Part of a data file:
● ● ● ● ●

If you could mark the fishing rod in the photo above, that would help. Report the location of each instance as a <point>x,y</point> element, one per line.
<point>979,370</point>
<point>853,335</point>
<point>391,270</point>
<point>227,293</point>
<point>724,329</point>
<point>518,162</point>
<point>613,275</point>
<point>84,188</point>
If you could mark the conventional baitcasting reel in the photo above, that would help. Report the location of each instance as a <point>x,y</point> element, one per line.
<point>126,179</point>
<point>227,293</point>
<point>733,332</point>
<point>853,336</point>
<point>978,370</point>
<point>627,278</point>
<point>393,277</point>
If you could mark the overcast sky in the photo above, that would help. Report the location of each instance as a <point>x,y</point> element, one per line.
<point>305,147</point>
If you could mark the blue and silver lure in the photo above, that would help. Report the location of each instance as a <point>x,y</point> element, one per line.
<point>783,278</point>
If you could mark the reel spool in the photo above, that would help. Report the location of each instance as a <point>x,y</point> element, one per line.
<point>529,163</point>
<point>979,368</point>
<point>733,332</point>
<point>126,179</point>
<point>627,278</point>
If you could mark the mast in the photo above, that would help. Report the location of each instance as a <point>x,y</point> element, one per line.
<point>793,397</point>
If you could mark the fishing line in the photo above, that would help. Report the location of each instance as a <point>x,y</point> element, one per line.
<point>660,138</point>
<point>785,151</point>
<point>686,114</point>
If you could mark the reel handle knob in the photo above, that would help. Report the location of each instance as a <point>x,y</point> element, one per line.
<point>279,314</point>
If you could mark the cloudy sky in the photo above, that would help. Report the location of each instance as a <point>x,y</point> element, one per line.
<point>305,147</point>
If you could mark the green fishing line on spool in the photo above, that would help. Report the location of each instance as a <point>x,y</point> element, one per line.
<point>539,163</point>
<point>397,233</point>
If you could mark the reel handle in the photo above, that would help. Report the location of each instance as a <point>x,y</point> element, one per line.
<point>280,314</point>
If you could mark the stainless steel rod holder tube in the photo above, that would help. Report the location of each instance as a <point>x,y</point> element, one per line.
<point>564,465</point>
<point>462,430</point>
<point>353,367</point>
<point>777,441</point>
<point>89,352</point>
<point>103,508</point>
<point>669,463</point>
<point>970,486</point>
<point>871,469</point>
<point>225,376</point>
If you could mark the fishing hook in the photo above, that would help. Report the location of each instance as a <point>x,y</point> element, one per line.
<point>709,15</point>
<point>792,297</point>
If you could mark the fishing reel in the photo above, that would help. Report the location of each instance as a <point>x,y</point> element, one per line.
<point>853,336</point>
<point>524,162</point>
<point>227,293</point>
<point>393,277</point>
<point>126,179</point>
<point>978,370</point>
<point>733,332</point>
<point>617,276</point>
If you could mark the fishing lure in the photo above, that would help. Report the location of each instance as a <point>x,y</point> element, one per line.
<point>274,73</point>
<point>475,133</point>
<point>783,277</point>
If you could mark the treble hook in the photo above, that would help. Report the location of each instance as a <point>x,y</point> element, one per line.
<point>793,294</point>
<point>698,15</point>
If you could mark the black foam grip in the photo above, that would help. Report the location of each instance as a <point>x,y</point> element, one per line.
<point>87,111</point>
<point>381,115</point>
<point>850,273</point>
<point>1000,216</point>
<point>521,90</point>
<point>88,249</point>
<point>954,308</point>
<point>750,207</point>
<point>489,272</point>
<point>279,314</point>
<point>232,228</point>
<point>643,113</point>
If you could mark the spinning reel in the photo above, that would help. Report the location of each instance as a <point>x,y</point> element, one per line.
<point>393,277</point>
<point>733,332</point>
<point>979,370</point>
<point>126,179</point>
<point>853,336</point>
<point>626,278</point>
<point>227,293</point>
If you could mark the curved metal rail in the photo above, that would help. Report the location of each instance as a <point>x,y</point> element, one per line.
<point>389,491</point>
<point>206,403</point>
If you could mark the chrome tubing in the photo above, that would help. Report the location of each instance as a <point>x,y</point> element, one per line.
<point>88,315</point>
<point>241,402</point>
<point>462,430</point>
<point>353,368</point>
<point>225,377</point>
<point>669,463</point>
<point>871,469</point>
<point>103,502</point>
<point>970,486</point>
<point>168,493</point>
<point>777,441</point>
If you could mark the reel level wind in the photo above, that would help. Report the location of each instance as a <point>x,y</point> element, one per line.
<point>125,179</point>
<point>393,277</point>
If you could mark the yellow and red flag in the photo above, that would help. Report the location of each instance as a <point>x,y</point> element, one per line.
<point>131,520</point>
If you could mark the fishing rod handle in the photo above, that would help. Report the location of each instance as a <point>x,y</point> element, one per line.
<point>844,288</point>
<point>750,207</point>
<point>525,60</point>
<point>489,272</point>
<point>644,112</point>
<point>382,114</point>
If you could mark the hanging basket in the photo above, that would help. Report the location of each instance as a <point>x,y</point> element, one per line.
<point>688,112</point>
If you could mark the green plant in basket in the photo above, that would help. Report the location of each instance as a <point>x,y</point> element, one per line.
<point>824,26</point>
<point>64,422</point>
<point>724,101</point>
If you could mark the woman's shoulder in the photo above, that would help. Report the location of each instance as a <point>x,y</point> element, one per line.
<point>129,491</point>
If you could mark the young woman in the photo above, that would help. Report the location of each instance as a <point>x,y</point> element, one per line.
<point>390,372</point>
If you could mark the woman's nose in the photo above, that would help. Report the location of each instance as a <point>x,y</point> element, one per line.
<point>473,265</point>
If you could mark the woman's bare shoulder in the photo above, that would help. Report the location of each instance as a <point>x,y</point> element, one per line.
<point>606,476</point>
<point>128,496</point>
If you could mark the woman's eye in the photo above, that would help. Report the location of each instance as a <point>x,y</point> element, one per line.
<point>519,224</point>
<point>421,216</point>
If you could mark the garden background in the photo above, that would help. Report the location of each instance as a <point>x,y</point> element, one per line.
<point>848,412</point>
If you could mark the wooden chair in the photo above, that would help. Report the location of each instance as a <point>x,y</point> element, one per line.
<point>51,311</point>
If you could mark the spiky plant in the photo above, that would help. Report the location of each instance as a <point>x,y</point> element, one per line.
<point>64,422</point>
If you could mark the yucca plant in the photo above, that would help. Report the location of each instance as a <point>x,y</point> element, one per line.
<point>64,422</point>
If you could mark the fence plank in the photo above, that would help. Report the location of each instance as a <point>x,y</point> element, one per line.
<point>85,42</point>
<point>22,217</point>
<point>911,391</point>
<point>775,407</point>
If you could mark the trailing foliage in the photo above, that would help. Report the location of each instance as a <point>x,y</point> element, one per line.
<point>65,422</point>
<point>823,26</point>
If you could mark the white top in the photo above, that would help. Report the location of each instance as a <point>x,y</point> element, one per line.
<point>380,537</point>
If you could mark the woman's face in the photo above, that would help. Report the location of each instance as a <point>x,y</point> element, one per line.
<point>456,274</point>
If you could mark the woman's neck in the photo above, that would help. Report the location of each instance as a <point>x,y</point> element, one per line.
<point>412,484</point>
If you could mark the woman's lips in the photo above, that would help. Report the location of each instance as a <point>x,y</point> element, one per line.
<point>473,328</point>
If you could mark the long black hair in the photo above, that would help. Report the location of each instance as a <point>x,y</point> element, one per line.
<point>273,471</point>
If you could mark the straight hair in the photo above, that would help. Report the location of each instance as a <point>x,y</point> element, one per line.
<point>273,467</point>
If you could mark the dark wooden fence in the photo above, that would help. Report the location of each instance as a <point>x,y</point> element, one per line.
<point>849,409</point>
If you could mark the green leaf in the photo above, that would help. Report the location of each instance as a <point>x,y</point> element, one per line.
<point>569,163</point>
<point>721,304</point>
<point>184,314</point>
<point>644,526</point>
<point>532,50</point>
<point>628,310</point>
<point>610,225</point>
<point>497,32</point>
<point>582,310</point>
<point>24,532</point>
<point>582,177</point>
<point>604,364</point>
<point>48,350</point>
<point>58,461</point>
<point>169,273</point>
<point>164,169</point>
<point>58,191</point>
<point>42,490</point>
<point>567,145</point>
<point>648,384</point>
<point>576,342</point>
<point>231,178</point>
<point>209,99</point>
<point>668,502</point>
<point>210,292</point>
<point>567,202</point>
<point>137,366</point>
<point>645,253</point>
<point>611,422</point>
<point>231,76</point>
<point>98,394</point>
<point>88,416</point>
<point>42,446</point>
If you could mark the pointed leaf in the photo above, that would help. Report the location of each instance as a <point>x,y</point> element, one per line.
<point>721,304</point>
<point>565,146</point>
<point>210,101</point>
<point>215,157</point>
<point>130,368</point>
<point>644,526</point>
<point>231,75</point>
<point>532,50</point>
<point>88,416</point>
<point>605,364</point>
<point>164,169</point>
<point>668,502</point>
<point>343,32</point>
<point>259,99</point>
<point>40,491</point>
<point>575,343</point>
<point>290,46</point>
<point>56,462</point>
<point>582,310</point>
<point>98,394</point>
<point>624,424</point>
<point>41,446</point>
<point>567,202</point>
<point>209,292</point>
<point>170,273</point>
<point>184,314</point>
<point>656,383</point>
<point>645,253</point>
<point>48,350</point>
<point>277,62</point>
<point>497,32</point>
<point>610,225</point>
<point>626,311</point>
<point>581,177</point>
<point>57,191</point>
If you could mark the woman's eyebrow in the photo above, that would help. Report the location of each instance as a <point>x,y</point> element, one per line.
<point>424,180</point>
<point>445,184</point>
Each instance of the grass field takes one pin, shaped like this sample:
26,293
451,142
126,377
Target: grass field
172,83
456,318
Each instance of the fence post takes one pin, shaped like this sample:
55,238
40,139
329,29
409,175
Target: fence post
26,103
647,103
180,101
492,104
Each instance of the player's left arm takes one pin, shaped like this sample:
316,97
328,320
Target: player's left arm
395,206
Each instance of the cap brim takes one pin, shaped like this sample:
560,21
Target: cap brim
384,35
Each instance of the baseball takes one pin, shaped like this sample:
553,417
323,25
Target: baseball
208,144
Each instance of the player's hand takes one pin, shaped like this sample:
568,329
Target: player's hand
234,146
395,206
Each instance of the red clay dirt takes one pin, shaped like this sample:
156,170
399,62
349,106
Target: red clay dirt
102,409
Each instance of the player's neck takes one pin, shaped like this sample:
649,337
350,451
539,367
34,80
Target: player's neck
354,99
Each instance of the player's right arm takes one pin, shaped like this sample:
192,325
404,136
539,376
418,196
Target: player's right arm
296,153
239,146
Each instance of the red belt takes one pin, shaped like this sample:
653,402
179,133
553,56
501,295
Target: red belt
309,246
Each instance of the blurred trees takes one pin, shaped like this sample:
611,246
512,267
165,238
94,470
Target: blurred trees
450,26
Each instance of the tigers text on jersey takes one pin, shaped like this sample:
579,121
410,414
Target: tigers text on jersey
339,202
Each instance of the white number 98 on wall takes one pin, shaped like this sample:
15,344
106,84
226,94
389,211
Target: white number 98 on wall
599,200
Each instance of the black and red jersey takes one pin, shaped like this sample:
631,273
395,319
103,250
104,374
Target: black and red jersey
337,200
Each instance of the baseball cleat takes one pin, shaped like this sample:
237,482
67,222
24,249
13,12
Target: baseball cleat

● ● ● ● ●

Given instruction: Rewrite the items starting at the line that contains "If you could mark the cloudy" and ending at the line that contains "<point>397,233</point>", with "green" changed to "yellow" and nothing else altered.

Response to this task:
If you could mark the cloudy sky in the photo above, that would help. Report the location of each instance as a <point>x,y</point> element, one per line.
<point>305,147</point>
If you could mark the yellow fishing line on spool in the photo above, that would help. Report the location of each instance as a <point>x,y</point> element, one per line.
<point>539,163</point>
<point>397,233</point>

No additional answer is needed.